## Exercise prompt
Nothing is to be altered; the data must be repeated exactly.

## Extracted material
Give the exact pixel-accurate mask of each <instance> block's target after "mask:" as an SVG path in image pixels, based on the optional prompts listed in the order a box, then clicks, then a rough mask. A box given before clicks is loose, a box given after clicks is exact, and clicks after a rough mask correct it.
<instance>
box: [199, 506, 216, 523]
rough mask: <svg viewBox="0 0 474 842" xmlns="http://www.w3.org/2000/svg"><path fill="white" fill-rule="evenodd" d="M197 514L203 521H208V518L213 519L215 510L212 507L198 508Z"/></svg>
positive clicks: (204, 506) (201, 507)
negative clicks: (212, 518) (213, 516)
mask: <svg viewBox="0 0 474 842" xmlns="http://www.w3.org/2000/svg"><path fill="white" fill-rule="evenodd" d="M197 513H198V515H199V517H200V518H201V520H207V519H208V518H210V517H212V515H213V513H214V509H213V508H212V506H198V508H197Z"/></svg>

## Solution below
Give the exact pixel-accurate mask of each <instance> block's target after "mask:" as an SVG path in image pixels, based on the optional prompts listed in the order a box, then clicks, then a rough mask. A box given before clicks is loose, a box given after clicks is exact, and clicks after a rough mask correct it.
<instance>
box: [199, 506, 216, 523]
rough mask: <svg viewBox="0 0 474 842" xmlns="http://www.w3.org/2000/svg"><path fill="white" fill-rule="evenodd" d="M197 514L203 521H208V518L213 519L215 510L212 507L198 508Z"/></svg>
positive clicks: (204, 506) (201, 507)
negative clicks: (212, 518) (213, 516)
mask: <svg viewBox="0 0 474 842" xmlns="http://www.w3.org/2000/svg"><path fill="white" fill-rule="evenodd" d="M197 513H198V515H199V517H200V518H201V520H207V519H208V518H210V517H212V515H213V513H214V509H213V508H212V506H198V508H197Z"/></svg>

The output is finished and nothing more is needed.